**GIVEN TASK**
Please reproduce the entries below with each "for instance" swapped for "for example" and everything else left unchanged. Leave the pictures out of your answer.

**STORED ROWS**
▬▬▬▬▬▬
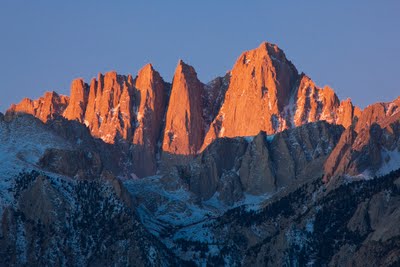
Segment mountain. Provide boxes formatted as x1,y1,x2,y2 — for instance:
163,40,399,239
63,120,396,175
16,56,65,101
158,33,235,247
0,43,400,266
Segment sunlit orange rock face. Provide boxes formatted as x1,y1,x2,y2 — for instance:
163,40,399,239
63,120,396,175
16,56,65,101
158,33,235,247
7,92,69,122
324,98,400,182
8,43,400,180
204,43,298,147
64,79,89,122
84,72,134,143
162,60,205,155
203,43,359,148
133,64,167,177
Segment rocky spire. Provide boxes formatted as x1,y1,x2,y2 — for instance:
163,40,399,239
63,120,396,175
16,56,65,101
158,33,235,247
64,79,89,122
133,64,167,177
204,43,298,147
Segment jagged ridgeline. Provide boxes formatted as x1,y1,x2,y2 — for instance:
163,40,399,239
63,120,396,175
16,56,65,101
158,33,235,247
0,43,400,266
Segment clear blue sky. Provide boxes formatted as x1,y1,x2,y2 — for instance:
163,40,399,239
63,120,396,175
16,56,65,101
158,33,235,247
0,0,400,111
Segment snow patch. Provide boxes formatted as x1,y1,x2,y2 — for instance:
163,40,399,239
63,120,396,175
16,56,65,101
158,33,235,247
376,149,400,176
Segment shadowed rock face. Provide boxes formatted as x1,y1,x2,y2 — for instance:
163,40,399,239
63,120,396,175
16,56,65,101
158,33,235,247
180,122,343,203
162,60,205,155
63,79,89,123
7,43,400,181
132,64,167,177
324,98,400,182
7,92,69,122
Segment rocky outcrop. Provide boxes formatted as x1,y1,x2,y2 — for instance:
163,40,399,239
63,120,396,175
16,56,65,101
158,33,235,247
162,60,205,155
183,122,343,203
7,43,400,182
324,99,400,182
203,43,298,148
84,72,135,143
7,92,69,122
132,64,167,177
203,43,360,149
63,79,89,123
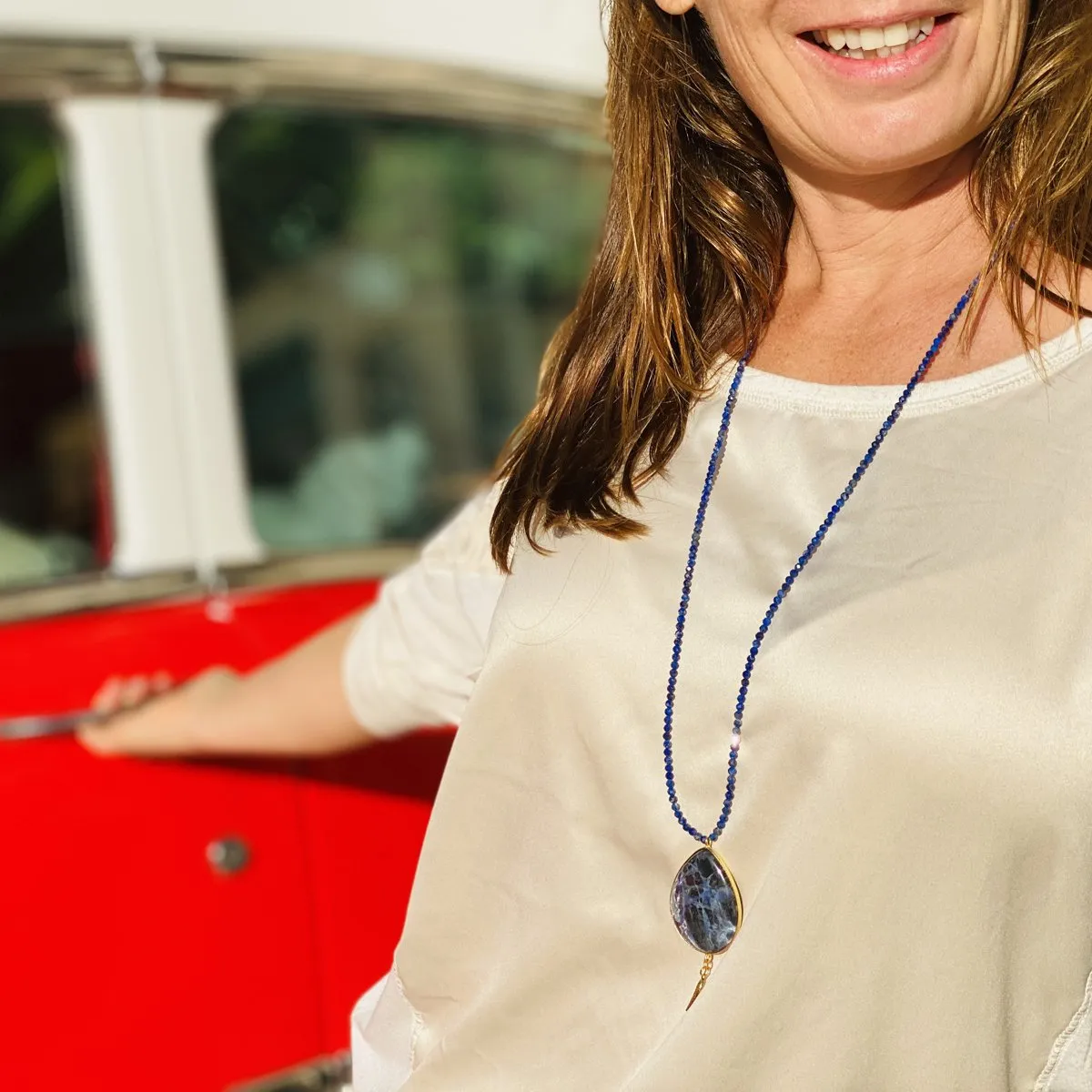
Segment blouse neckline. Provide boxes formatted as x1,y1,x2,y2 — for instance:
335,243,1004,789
▬▬▬▬▬▬
**EXERCISE RESULT**
Segment mountain. Provide boxes formatted as x1,y1,x2,y2 — for example:
163,40,399,239
63,120,396,175
16,56,65,101
158,33,235,247
0,43,400,266
Segment sunlit orange rock face. Provide boxes formatted as x1,y1,x2,y2 — for example:
163,40,399,239
63,120,396,175
16,56,65,101
158,33,235,247
7,92,69,122
324,98,400,182
8,43,400,180
204,43,298,147
64,79,89,122
84,72,134,143
162,60,205,155
203,43,359,148
133,64,167,177
Segment rocky spire. Provide boxes formatted as x1,y1,x2,y2 — for example:
163,40,399,239
63,120,396,175
16,56,65,101
158,33,235,247
64,79,89,122
133,64,167,177
204,43,298,147
Segment jagged ridgeline. Provide boxes formatted as x1,y1,x2,y2 — for example:
163,40,399,239
63,120,396,175
16,56,65,101
158,33,235,247
0,43,400,266
Segment clear blue sky. Provide boxes formatted as x1,y1,x2,y2 — for example:
163,40,399,239
63,120,396,175
16,56,65,101
158,33,235,247
0,0,400,111
Segment snow patch. Provide boxes formatted as x1,y1,x2,y2 — for example:
163,40,399,239
63,120,396,175
16,56,65,101
158,33,235,247
376,149,400,176
Segment shadowed rock face. Provide boxes formatted as x1,y1,x2,y2 — for example:
163,40,399,239
63,120,396,175
16,56,65,101
158,33,235,247
180,122,343,203
162,60,205,155
63,79,89,123
7,43,400,181
132,64,167,177
324,98,400,182
7,92,69,122
Segment rocky outcrop. Provide boxes formatted as x1,y1,x2,y2 — for example:
163,40,399,239
63,120,396,175
16,56,65,101
158,33,235,247
162,60,205,155
183,122,343,203
7,43,400,182
324,99,400,182
203,43,298,148
84,72,135,143
7,92,69,122
132,64,167,177
203,43,360,149
63,79,89,123
Segment blouse neckline. Provide boxes formatted as x1,y1,x2,y2 — for example:
335,243,1004,789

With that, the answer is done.